Bildungsstätten und ihr Wirken im ländlichen Raum
Dem Pensionsalter nahe, blicken zufrieden dreinschauende Menschen in ihren individuell gestalteten Gärten stehend vor den Fassaden ihrer in die Jahre gekommenen Häuser in Richtung Kamera. Nach vorne Zuversicht, im Hintergrund das stolze Eigentum oder die Problemzone. Dem Betrachter dieser Fotos wird sofort klar, dass es sich um Menschen auf dem Lande handelt. Zu sehen sind sie in der Ausgabe 4/2022 der Zeitschrift „Landlust“, dem auflagenstarken Leib- und Magen-Magazin der Landleben-Fans.
Hier stimmt die Idylle, solange der Garten schön gedeiht, das Haus in Schuss ist und die Familie mitspielt. Und in der Story stehen Menschen im Mittelpunkt, die sich bewusst auf dem Lande (in diesem Fall im Wendland) niedergelassen, alte Häuser gekauft und mit öffentlichen Fördermitteln wieder hergerichtet haben.
Ein Gegenbild dazu hat die brandenburgische Schriftstellerin Juli Zeh mit ihrem Roman „Unterleuten“, einem fiktiven Dorf in Brandenburg, geschaffen, wo Zugezogene aus Berlin für Aufregung sorgen, offene Rechnungen zwischen den alteingesessenen Bewohner*innen beglichen werden und die DDR-Vergangenheit und die Verstrickungen mancher Personen ins System nicht aufgearbeitet wurden. Hier ist weit und breit von einer Lust, auf dem Land zu leben, nicht viel zu spüren.

- ARBEITSAUFTRAG A
In welcher Gegend haben sich die Menschen aus der „Landlust“-Geschichte laut dem Textabschnitt über das Landleben niedergelassen?
- ARBEITSAUFTRAG B
Setze den Textabschnitt über das Landleben nach seinem letzten Satz fort.

- EINGABEDATEN
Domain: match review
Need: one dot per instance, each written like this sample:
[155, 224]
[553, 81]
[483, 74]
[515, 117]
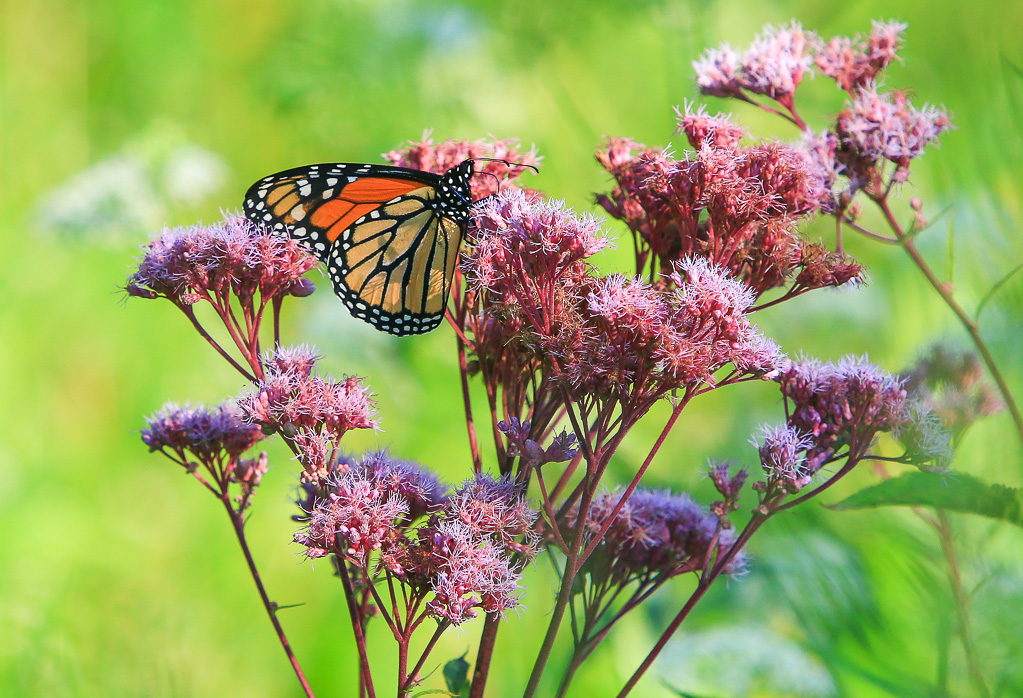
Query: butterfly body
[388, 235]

---

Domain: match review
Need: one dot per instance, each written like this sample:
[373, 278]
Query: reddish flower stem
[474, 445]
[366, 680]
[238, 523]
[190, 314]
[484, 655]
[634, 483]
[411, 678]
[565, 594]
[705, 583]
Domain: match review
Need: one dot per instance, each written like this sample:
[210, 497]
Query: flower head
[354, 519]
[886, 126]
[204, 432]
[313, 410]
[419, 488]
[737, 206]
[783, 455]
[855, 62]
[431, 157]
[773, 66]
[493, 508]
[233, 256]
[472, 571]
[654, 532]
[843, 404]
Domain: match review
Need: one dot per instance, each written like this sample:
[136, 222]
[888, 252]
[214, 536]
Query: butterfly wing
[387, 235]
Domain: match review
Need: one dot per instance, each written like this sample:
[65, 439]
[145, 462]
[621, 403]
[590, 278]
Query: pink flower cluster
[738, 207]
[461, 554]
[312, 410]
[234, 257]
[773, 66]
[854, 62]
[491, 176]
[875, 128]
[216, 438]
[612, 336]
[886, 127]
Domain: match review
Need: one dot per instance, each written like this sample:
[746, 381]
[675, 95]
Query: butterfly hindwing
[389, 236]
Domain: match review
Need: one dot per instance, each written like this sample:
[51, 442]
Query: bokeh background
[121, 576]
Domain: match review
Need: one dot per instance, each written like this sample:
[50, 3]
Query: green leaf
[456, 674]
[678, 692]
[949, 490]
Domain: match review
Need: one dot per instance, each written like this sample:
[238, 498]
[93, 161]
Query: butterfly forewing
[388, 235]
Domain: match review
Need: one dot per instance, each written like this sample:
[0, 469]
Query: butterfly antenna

...

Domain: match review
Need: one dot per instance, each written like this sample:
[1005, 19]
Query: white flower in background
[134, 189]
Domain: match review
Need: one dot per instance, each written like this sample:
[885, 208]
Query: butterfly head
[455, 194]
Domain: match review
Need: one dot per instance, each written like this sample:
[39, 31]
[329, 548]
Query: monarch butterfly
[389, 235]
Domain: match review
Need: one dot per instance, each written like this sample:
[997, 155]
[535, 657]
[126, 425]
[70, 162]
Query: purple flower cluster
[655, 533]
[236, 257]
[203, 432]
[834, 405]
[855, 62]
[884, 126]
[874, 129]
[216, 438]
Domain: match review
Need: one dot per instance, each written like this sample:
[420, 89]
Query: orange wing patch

- ANTWORTBEREICH A
Im Wendland.

- ANTWORTBEREICH B
Die Liste an literarischen Produkten zum Leben auf dem Land, in einem Dorf, unter Menschen, die man selten sieht, die aber alles von einem wissen, ist lang und wird immer länger. Das Dorf – die Blackbox auf dem Land, nur zu verstehen für schon immer Dagewesene oder Aussteiger, die versuchen den Code des Dorfs zu knacken?

Und mittendrin in wenigen Dörfern zu finden: Bildungsstätten! Sie residieren in ehemaligen Herrenhäusern, Villen, Bauernhöfen, Fachwerkgebäuden oder gar Neubauten. Ihre Gründungsgeschichte weist vielfach 60–70 Jahre zurück. Der 2. Weltkrieg war vorbei und im Zuge der alliierten Reeducation-Programme wurden im damaligen Westdeutschland in brauchbaren und zur Verfügung stehenden Immobilien Bildungsstätten im ländlichen Raum gegründet und eingerichtet.
Bereits 1951 schlossen sich die ländlichen Heimvolkshochschulen zum Verband der Bildungszentren im ländlichen Raum e. V. (VBLR) zusammen. Das waren zumeist wertegebundene Einrichtungen aus dem Umfeld der katholischen und evangelischen Kirche, aber auch aus dem Bereich der Bauern- oder Landvolkverbände in den stark landwirtschaftlich geprägten Bundesländern Westdeutschlands.
„Ziel war es, den Menschen auf dem Land nach dem Zusammenbruch des Nationalsozialismus eine wertorientierte Weiterbildung zu ermöglichen, die auf den demokratischen Grundwerten beruht“, so beschreibt der VBLR seine Gründungsgeschichte. Vgl. VBLR-Website: https://verband-bildungszentren.de/de/der-verband/geschichte (Zugriff: 11.11.2022) Die heute 44 Mitgliedseinrichtungen befinden sich ausschließlich im ländlichen Raum.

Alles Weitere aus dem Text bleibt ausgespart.